*** Study text ***

Data processing and structure solution

CASS24,25 was used for online data analysis23 of the corrected detector data and offline hit identification. A hit is defined as an image where more than ten Bragg spots were identified. To this end we used the algorithm described in ref.25. Indexing and integration were performed with CrystFEL version 0.6.326. The sample-detector distance was determined by indexing rate optimization, yielding a value of 121 mm. A nominal value of 7.47 keV was used for indexing. The position of the sample jet was continuously adjusted to maximize the hit rate. The positions and orientations of individual sensor modules of the AGIPD were refined as described4. Due to the large number of saturated pixels in the corrected detector images, the top and the bottom row of detector ASICs were excluded from the geometry file to prevent contamination of integrated detector signals with artefacts. In addition, three further ASICs on the right side of the detector were observed to switch off and on during data recording and thus were excluded as well (see Figure Less_panel_geom in the Auxiliary File available together with the deposited data on the Coherent X-ray Imaging Data Bank website (CXIDB)27,28). The concanavalin B data were subjected to AMBIGATOR to remove the indexing ambiguity29,30. The cumulative intensity distributions of the data agree with the theoretically expected distributions, as shown in Fig. 2. This reflects the quality of the detector calibration in general and the successful indexing of the polar space group of concanavalin B in particular.

Fig. 2
figure 2

Cumulative intensity distribution of the diffraction data. The plots were calculated using TRUNCATE38,39 for (a). Concanavalin A (PDBID: 6gw9) and (b). Concanavalin B (PDBID: 6gwa).

Data Records

In total, 1,333,750 diffraction images were collected of the microcrystalline jack bean protein mixture. The final number of indexed diffraction patterns is 76,803 for concanavalin A and 23,719 for concanavalin B, with the resolution limit of the Monte-Carlo integrated data being 2.1 Å in both cases. Data collection statistics for concanavalin A and B are listed in Table 1. We did not follow up on the urease data because of the low resolution of the data. Due to the large size of the raw data we only deposited those images identified as hits on the CXIDB27 website with the CXIDB ID 8728. During this experiment the pulse energy determined with the gas monitor detectors was not assigned to the same data location as the diffraction images (the pulse train number metadata, “trainID”, did not match). The pulse energy information per pulse was therefore not used, and was removed from the deposited data.

*** Data excerpts ***

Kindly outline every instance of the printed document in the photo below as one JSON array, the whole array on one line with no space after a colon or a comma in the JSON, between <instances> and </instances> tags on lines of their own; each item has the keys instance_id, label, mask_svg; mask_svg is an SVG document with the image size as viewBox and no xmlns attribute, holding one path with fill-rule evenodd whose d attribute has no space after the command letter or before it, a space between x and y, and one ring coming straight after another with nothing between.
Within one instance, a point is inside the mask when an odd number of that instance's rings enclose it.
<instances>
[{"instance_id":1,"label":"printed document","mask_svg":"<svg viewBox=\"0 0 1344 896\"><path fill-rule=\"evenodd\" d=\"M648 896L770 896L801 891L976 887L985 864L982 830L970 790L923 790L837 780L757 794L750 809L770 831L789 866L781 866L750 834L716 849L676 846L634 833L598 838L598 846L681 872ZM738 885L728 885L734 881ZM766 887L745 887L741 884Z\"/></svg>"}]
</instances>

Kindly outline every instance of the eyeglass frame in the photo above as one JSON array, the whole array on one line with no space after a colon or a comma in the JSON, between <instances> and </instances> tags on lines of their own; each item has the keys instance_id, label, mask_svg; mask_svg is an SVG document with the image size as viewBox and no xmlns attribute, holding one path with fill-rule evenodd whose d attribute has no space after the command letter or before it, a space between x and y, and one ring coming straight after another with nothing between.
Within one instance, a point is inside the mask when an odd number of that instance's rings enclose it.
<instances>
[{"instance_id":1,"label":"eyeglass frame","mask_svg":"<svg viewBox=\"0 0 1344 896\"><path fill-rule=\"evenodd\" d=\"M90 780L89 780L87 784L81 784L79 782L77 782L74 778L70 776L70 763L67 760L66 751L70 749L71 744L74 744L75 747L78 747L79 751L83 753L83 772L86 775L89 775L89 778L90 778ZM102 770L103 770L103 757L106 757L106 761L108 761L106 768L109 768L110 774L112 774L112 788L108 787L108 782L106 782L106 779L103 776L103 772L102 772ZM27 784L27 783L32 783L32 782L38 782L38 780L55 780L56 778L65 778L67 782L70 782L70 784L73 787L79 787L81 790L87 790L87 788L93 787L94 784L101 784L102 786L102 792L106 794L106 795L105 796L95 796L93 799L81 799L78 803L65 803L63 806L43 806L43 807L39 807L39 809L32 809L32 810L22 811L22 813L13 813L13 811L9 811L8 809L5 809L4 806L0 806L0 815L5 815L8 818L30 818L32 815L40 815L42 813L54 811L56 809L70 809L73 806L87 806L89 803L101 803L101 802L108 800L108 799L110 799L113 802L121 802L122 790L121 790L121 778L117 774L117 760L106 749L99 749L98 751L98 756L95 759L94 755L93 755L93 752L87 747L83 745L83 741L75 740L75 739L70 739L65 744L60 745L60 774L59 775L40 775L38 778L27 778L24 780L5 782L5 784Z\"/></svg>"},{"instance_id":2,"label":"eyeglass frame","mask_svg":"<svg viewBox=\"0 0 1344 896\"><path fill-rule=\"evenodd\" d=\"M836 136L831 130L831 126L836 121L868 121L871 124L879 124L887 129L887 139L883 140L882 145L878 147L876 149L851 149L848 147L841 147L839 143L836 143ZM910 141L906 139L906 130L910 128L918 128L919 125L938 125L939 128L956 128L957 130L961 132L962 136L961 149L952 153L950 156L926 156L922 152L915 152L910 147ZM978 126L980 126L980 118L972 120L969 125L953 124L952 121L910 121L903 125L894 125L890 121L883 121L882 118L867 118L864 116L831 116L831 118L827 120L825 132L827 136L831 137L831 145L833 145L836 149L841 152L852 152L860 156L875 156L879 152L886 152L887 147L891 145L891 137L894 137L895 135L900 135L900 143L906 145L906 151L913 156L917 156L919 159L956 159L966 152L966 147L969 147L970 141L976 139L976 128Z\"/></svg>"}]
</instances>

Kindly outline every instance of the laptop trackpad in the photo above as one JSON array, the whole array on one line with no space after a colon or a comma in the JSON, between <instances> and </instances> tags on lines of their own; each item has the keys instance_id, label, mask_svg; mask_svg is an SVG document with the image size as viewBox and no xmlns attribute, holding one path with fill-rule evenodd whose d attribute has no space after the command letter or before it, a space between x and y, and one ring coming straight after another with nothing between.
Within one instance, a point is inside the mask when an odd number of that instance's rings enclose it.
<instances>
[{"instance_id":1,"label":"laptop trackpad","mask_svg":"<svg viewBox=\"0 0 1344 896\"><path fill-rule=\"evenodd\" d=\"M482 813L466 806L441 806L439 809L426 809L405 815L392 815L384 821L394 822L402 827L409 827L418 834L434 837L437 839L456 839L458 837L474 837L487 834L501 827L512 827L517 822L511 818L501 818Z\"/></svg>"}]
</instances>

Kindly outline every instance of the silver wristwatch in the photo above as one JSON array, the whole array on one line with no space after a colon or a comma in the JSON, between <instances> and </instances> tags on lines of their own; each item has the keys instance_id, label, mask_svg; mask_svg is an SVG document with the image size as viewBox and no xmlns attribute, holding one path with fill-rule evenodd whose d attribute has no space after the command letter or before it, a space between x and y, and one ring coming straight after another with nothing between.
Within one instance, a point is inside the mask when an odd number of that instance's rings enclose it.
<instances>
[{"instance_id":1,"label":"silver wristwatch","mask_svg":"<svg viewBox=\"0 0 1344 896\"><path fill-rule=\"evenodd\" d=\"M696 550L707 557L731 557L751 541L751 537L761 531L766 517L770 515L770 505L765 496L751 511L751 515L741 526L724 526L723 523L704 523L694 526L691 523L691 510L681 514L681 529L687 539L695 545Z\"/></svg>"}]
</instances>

***

Problems to work on:
1. Return the passage of the data processing text starting with "Cumulative intensity distribution of" and going on through "B (PDBID: 6gwa).".
2. In the data processing text, what value did indexing rate optimization give for the sample-detector distance?
3. Please continue the data processing text from where it stops.
The listing comes from a separate source.

Results of the exercise:
1.
Cumulative intensity distribution of the diffraction data. The plots were calculated using TRUNCATE38,39 for (a). Concanavalin A (PDBID: 6gw9) and (b). Concanavalin B (PDBID: 6gwa).

2. 121 mm

3.
Table 1 Data collection statistics.

The refined structural models and integrated scaled diffraction data have been deposited in the Protein Data Bank (accession code: 6GW9 (concanavalin A)31 and 6GWA (concanavalin B)32.

$${R}_{split}=\left(1/\sqrt{2}\right)\cdot \frac{{\sum }_{hkl}\left|{I}_{hkl}^{even}\,-\,{I}_{hkl}^{odd}\right|}{\frac{1}{2}{\sum }_{hkl}\left|{I}_{hkl}^{even}+{I}_{hkl}^{odd}\right|}$$

Technical Validation

We successfully phased the diffraction data of concanavalin A (using PDB entry 1JBC33 as the search model after removal of the waters and the metal ions) and concanavalin B (using 1CNV34 as the search model after removal of the waters) using molecular replacement with PHASER35. The structures were refined by iterative cycles of rebuilding in COOT36 and refinement using PHENIX37, including simulated annealing. With Rwork/Rfree of 0.186/0.238 and 0.161/0.213 and r.m.s. deviations of 0.002 Å and 0.009 Å in bond lengths and 0.577° and 1.210° in bond angles for concanavalin A and concanavalin B, respectively, the final models have excellent geometry. Detailed refinement quality indicators can be found in ref.13. The overall structures are highly similar to those determined using macroscopic crystals, with core RMSDs on Cα atoms against reference structures of 0.31 Å for concanavalin A (vs. PDB entry 1JBC33) and 0.24 Å for concanavalin B (vs. PDB entry 1CNV34).